* [INFORMATION SUPPLIED]:
######
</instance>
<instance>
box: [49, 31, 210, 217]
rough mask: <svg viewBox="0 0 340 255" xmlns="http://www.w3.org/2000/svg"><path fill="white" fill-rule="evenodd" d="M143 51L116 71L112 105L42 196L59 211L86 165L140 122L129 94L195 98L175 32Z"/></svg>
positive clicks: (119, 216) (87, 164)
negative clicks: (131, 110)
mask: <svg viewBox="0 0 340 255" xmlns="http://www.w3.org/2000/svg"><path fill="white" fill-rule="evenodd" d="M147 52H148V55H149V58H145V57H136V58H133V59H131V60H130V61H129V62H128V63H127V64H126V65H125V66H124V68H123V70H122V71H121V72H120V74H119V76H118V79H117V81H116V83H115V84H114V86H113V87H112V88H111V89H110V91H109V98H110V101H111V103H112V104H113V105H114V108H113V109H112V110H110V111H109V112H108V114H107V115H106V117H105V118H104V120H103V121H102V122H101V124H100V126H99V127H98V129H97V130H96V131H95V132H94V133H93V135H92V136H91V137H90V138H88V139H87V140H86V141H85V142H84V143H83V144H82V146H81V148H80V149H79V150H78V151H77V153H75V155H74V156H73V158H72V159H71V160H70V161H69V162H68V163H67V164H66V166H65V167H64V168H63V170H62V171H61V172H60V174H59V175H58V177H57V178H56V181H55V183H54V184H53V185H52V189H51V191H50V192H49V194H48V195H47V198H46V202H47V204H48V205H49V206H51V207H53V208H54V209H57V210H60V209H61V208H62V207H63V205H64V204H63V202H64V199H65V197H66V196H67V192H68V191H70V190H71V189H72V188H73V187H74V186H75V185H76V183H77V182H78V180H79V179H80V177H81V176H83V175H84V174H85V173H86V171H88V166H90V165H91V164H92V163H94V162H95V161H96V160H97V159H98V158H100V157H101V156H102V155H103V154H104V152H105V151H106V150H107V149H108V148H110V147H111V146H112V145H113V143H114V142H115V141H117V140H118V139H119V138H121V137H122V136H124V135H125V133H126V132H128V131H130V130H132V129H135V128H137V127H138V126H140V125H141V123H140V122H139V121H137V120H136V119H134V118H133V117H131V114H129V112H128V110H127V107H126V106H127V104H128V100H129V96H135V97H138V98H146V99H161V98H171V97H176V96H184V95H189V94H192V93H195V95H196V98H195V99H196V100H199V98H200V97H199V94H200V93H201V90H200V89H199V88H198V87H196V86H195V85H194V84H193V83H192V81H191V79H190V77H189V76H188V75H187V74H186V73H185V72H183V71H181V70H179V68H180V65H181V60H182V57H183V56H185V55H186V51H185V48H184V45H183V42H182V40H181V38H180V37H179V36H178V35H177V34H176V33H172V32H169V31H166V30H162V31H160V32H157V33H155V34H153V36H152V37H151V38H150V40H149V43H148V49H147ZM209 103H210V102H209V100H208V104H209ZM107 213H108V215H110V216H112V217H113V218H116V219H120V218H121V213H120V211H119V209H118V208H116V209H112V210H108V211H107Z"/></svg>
######
* [WORK INSTRUCTION]: Restate the data verbatim through the "positive clicks: (119, 216) (87, 164)" line.

* [ANSWER FOR THE TASK]:
</instance>
<instance>
box: [49, 31, 210, 217]
rough mask: <svg viewBox="0 0 340 255" xmlns="http://www.w3.org/2000/svg"><path fill="white" fill-rule="evenodd" d="M143 51L116 71L112 105L42 196L59 211L86 165L140 122L129 94L195 98L175 32Z"/></svg>
positive clicks: (119, 216) (87, 164)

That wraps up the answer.